→ What you should do
Every record below should be retyped exactly, and no picture should appear in the copy.

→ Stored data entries
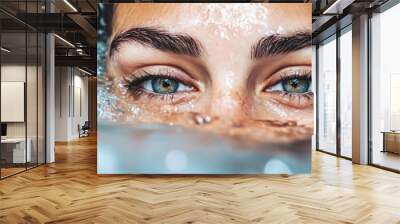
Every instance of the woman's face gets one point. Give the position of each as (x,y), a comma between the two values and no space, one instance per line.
(236,63)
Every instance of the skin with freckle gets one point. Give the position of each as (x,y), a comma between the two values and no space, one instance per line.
(266,99)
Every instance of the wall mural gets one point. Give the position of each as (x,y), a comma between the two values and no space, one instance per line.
(210,88)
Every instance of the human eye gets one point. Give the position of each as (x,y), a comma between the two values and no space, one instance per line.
(292,86)
(159,81)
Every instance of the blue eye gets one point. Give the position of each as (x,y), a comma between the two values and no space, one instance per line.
(296,85)
(163,85)
(301,84)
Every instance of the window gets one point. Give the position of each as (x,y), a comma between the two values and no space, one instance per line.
(385,89)
(327,96)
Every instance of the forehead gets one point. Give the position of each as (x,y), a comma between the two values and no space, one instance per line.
(231,17)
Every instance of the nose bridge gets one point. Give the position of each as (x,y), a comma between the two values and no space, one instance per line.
(229,100)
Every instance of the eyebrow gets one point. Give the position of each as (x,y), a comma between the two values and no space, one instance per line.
(159,39)
(277,44)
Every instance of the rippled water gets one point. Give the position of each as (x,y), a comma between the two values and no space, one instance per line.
(165,149)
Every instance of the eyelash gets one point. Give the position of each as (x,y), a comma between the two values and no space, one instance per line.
(133,85)
(303,74)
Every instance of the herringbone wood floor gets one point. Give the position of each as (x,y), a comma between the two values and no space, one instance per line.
(70,191)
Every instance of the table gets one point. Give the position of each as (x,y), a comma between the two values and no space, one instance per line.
(391,141)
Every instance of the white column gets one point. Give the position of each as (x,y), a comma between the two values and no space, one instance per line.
(360,90)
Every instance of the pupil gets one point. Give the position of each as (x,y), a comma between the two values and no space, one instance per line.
(296,85)
(164,86)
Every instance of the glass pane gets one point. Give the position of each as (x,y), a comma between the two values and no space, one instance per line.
(41,98)
(327,96)
(13,87)
(346,94)
(31,98)
(385,86)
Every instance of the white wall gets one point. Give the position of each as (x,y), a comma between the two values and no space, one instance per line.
(70,83)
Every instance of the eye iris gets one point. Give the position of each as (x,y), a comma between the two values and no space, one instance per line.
(296,85)
(164,86)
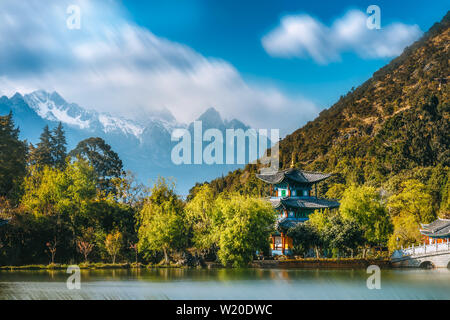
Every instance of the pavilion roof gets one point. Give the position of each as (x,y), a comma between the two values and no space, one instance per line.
(288,223)
(293,175)
(437,228)
(307,203)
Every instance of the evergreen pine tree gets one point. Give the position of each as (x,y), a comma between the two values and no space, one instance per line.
(13,154)
(43,153)
(59,151)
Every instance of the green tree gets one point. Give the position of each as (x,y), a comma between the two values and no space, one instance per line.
(105,161)
(406,231)
(363,204)
(305,237)
(343,235)
(13,154)
(201,216)
(162,221)
(113,244)
(413,199)
(59,150)
(42,155)
(244,228)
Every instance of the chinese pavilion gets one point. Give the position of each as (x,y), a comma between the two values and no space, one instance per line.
(437,231)
(291,196)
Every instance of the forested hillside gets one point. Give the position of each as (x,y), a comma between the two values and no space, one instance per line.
(392,128)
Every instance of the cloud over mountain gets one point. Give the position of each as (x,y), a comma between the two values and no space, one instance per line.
(302,36)
(117,66)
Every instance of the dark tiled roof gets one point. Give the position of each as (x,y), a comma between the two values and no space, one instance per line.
(287,223)
(437,228)
(294,175)
(308,203)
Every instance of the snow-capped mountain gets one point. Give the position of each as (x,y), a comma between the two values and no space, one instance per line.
(145,146)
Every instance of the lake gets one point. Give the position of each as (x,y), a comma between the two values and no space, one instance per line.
(226,284)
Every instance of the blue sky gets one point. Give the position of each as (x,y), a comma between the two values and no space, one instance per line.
(232,30)
(271,64)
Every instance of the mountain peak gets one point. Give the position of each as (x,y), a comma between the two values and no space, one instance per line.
(211,117)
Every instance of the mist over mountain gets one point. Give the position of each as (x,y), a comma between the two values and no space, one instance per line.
(393,127)
(144,146)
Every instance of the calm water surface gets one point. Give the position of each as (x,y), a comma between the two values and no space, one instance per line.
(226,284)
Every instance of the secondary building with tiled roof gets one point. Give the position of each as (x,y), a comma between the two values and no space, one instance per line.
(437,231)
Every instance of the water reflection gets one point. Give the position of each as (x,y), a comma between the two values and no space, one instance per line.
(225,284)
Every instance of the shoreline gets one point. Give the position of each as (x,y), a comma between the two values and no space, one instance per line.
(325,263)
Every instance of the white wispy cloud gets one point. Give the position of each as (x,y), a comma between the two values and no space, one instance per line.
(114,65)
(302,36)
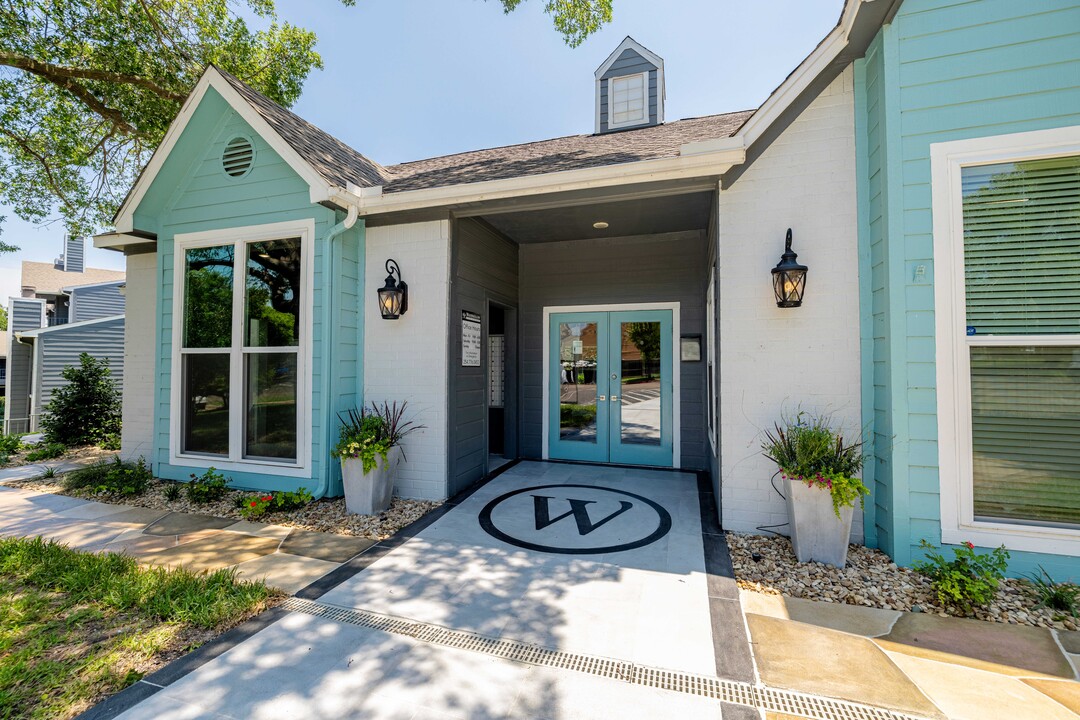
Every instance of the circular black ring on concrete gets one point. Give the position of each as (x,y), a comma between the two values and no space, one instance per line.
(488,526)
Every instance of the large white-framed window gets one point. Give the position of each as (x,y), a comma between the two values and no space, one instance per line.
(242,345)
(629,100)
(1007,258)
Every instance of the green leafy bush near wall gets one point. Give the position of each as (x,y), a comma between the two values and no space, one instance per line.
(85,410)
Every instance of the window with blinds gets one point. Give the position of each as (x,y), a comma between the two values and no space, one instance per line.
(1022,276)
(628,99)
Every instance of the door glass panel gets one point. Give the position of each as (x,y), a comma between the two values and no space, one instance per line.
(271,406)
(206,404)
(639,401)
(577,371)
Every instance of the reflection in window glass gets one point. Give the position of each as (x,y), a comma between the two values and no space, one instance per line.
(271,406)
(577,371)
(640,383)
(206,404)
(207,297)
(272,311)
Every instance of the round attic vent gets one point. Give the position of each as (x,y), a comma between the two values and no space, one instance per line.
(238,157)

→ Finished task
Every instance of the woman's face gets one point. Give the position of each as (x,y), a comma between the two values and no space, one instance per line.
(236,63)
Every instance of the skin with freckle gets one point. Give the position of each as (x,y), a comma between the two values and no space, one instance per line.
(266,99)
Every instance of the wall mural gets one point. Give the position of each as (x,y), a comma between the two values and no space, one instance per line.
(210,88)
Every instance of the human eye gets one point. Give the position of each as (x,y), a comma between the two values and no space, one instance per line.
(292,86)
(159,81)
Every instance of the blue eye gets one point. Give the position of each as (x,y), a comma between the two values and no space, one instance per line.
(296,85)
(163,85)
(301,84)
Every instance of the window gets one point. Give the position of each as (x,y), a comma between the two values and no space, one instance per line.
(385,89)
(327,96)
Every instance of the forehead gets one point. Give the position of each as (x,y), a comma between the two values and no space, one instance per line.
(231,17)
Every instance of the nose bridge gets one point. Give the position of each as (x,y), a comma between the two values and no space, one instance per line.
(229,100)
Every instance of the eyebrow gets one point. Give the position of each as (x,y), a comma between the two values and no space, one instance per line.
(159,39)
(277,44)
Every instance of the rippled water gets one point. Give the position of each as (x,y), a comma between the two values and no space, one instance per line.
(165,149)
Every instance of the eyelash gets one point. Give the position of each as (x,y), a comma between the two values and no space, one instance per line.
(133,85)
(303,74)
Every instance of the herringbone wood floor gets one point. Give the position of each as (x,y), a comma between the two values and no space, one instance per line.
(70,191)
Every instance of the table gets one point. Give the position of each as (x,y), a comma between the two values and no space, one instance per line.
(391,141)
Every instance of the white column gets one point. Give the position of each as (x,y), a comma between the two values and no space, one instance per line.
(360,90)
Every instance of the pupil gets one point. Give the position of each as (x,y), a comma between the two values and no space, one instance per line.
(296,85)
(164,86)
Every instance of the glass pane gets one point. Give the position of each as (x,y), a comma between the two values and no space, one instance per line.
(41,98)
(327,96)
(13,87)
(346,94)
(31,98)
(385,86)
Every instance of the white wall gets one point. Give the position of each as (x,y), a comma between the two values and no space, one instance per line.
(70,83)
Every instance of the eye iris gets one point. Give the position of each as (x,y), a comma between the two values and no space, one instance per line.
(296,85)
(164,86)
Every instance of the pavilion roof gets one point. Give the position of each as (x,y), a comma between the two values and no space, one instance per line.
(288,223)
(293,175)
(437,228)
(307,203)
Every instance of the evergreen pine tree gets one point. Give the position of each as (x,y), a comma between the two values and no space, one instance per line.
(13,154)
(43,153)
(59,151)
Every instance of the green tree gets one point. Give the position of each as (x,y), a comma between the two values and no space, one instance per line.
(105,161)
(406,231)
(363,204)
(305,237)
(343,235)
(13,154)
(201,216)
(162,221)
(113,244)
(413,199)
(59,150)
(42,155)
(244,228)
Every instance of the chinese pavilion gets one point. Give the position of each as (x,y), a comma between the two values and no space, one instance per line.
(437,231)
(291,196)
Every instance of the forested hillside gets one point. Give the position of each as (x,y), a comma between the two values and no space, one instance per line.
(392,128)
Every instance of the cloud over mountain gets one point. Give the position of each as (x,y), a comma between the two values and no space, one instance per line.
(302,36)
(117,66)
Every instance of the dark tiled roof gets one point. Give the position of each as (x,y), a comma between the two values and no space, one instance per line.
(287,223)
(437,228)
(294,175)
(308,203)
Every instance of the snow-capped mountain gets one point. Give the position of each as (x,y), a comma between the two values and no space, one instance per line.
(145,146)
Every instance of the lake gets one point. Give the position of each as (x,y), a comma between the two values and no space, one instance per line.
(226,284)
Every instance of the blue sky gets one point. Give the position of each as (x,y), a comma between the two values and no space, one instance per line.
(232,30)
(271,64)
Every instance of the mountain peak gets one point. Give the position of each as (x,y), a comma between the two values and no space, one instance per line.
(211,117)
Every instance of the mist over mountain gets one point. Give the position of each as (x,y), a comma between the two values and no space, one instance per line.
(393,127)
(144,146)
Every instance of the calm water surface gets one point. Give the position of each as (x,y), a comma between the two values and no space, one instance per line.
(226,284)
Every instance of the secondary building with tiled roof gets one point. Give the position of each as (x,y), a comma between the two values and no space, one instance per line.
(437,231)
Every instance of the water reflection gets one point. Give the position of each as (x,y), a comma between the two values and no space, one instance per line.
(225,284)
Every instance of the shoreline gets one point. Give the position of each as (x,y), a comma between the two values and no space, one instance per line.
(325,263)
Every instance of the white wispy cloud gets one point. Give the position of each as (x,y), a comma between the two values and no space, one instance per line.
(114,65)
(302,36)
Every instance of the circular black ring on concrete gets one point. Give the position of each as (x,y), a comma between the two values and no space, one instance per line.
(488,526)
Every instance of the large white-framed window gets one point. Give the position of each as (x,y), a comma between the two values and no space, one instance per line.
(242,345)
(629,100)
(1007,258)
Every instance of the green leafy bush near wall gets one point. Give the position of each as (x,y), a comma between the two values and no space, one instance per line.
(85,410)
Every instance of the window with blinds gets one point. Give the position of each as (x,y), a comma between the two values and no space, one instance per line.
(1022,276)
(628,99)
Every instance of the door glass panel gets one point. Give the position of each as (x,y), a comma between the two values and no space, one instance per line.
(271,406)
(206,404)
(639,401)
(577,371)
Every instance of the reflection in window glass gets one point. Give the position of each as (x,y), a comma between the two values and no space, one instance per line.
(271,406)
(577,371)
(640,383)
(206,404)
(207,297)
(272,311)
Every instance of the round attic vent gets one point. Give the position of each as (x,y), a comma between the two values and no space, one instance per line.
(238,157)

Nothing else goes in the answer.